What to do
Convert the lines from the one containing "Can you find the brown" through the one containing "[331, 90], [234, 299]]" into a Markdown table, skipping any blank lines. Give the table two columns, Row and Line text, where Row is the row number and Line text is the line itself.

Data listing
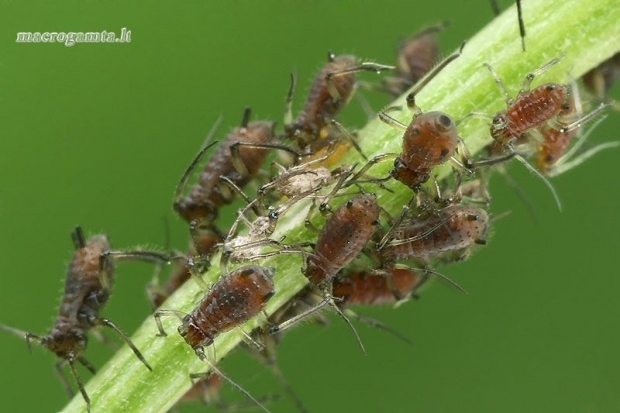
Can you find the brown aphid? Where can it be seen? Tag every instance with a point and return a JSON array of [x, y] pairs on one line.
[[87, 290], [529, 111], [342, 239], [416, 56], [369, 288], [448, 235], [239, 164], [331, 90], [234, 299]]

---

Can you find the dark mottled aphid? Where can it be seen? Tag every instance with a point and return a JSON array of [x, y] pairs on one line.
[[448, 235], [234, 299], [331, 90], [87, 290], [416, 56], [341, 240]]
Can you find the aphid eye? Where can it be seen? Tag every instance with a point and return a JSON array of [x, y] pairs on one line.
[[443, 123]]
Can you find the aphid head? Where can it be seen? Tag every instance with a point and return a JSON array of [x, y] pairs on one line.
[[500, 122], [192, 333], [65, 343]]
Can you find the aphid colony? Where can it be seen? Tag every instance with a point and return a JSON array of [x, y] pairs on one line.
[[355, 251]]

...

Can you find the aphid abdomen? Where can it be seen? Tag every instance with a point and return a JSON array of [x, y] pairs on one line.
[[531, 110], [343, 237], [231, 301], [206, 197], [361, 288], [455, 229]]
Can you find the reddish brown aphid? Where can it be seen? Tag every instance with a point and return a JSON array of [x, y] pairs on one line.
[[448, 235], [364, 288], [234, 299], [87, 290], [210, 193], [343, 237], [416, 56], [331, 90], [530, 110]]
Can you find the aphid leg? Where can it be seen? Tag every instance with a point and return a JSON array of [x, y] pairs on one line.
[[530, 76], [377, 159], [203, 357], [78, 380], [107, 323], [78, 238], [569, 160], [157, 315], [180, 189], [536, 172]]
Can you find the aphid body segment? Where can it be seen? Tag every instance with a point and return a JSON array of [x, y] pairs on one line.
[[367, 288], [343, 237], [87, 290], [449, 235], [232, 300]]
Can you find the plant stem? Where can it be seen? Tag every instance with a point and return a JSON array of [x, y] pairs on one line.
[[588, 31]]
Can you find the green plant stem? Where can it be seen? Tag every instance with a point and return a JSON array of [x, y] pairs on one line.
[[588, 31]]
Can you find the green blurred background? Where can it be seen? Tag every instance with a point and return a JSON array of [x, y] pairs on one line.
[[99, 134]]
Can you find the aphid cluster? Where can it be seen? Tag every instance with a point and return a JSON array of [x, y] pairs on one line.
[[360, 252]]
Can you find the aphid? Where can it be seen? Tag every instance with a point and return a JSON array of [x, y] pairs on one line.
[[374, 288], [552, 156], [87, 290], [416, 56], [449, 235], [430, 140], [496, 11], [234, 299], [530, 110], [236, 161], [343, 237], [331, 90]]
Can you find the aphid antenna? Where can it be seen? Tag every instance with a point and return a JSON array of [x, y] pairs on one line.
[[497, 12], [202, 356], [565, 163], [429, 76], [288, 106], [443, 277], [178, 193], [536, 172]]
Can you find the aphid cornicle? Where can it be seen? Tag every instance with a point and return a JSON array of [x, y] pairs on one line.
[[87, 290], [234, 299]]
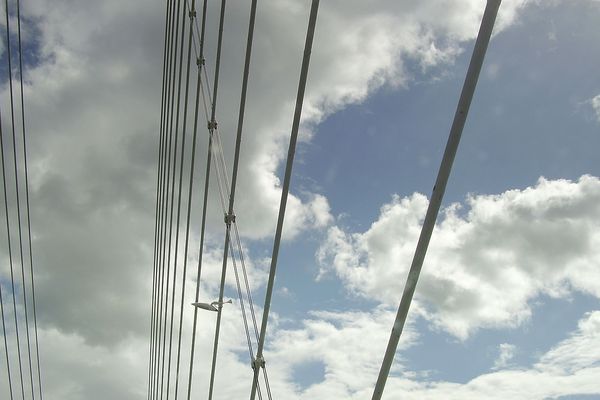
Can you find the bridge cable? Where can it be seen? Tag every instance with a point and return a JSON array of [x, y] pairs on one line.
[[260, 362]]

Output for this exercise
| Row | Line text |
|---|---|
| 1 | Can you find the brown aphid? Where can it be seen? Tag every instance with a point and return a JSON array of [x, y] pairs on one line. |
| 2 | [[87, 290], [529, 111], [342, 239], [416, 56], [369, 288], [448, 235], [239, 164], [331, 90], [234, 299]] |